WORK INSTRUCTIONS ▸ The data below must be copied in full and without any change.
★ ★ ★ ★
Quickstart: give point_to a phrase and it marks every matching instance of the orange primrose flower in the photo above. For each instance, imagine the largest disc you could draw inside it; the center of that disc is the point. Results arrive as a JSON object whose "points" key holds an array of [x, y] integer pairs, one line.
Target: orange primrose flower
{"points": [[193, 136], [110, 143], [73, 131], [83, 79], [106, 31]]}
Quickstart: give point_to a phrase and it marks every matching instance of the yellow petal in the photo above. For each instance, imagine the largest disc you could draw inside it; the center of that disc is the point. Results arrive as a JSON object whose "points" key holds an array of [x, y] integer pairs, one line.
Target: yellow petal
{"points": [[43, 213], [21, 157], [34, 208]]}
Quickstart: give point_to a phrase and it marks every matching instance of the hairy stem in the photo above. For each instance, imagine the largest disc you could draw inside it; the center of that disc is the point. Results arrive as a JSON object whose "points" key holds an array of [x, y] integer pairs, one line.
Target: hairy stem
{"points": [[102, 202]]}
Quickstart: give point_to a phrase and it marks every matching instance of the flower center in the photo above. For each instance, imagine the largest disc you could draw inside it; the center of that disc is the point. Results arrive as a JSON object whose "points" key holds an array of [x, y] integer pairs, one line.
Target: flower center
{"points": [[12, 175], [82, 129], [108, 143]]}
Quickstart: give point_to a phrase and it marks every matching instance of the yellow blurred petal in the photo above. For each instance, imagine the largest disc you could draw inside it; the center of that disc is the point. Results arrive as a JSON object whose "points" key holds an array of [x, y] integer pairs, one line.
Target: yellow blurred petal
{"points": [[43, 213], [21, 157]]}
★ ★ ★ ★
ANSWER TO THIS PROBLEM ▸
Quickstart: give point_to a phrase and it marks every matching instance of the orange primrose flower in the photo above. For each instance, imagine the largest disc you could draw inside it; the center of that disc is the point. Results arrive as a JSON object whose "points" key holds an array of [x, y] integer pairs, one line.
Target: orange primrose flower
{"points": [[193, 136], [110, 143], [73, 131], [83, 79], [106, 31]]}
Quickstart: give point_to a phrase and it marks every matching instance of the yellow petal in the photo above. For each instance, imagine the largest disc you could draw inside it; the center of that disc is the point. Results arrive as a JSON object whose "points" key holds an array of [x, y] integer pairs, one line.
Target: yellow petal
{"points": [[43, 213], [21, 157], [34, 208]]}
Quickstart: give point_to a phrase and it marks every matching instance of the hairy stem in the photo above. For each instance, imagine the largest disc you could draw inside it; the center of that disc is the point. Results arrive as a JSON object whose "points" key holds an array of [x, y] integer pairs, one line.
Target: hairy stem
{"points": [[102, 202]]}
Quickstart: give point_to a phrase and it marks every matching instance of the flower center in the photo above. For each instance, imagine the largest disc you could draw inside it; the center of that disc is the point. Results arrive as a JSON object whose "points" key holds an array of [x, y] integer pairs, one line.
Target: flower center
{"points": [[12, 175], [82, 129], [108, 143]]}
Quickstart: give point_to a phrase and it marks every matching instance of the yellow blurred petal in the photo above. For each instance, imagine the largest disc you could draw inside it; the center of that disc is the point. Results arrive as a JSON object whose "points" key holds an array of [x, y] integer pairs, one line.
Target: yellow blurred petal
{"points": [[43, 213], [21, 157]]}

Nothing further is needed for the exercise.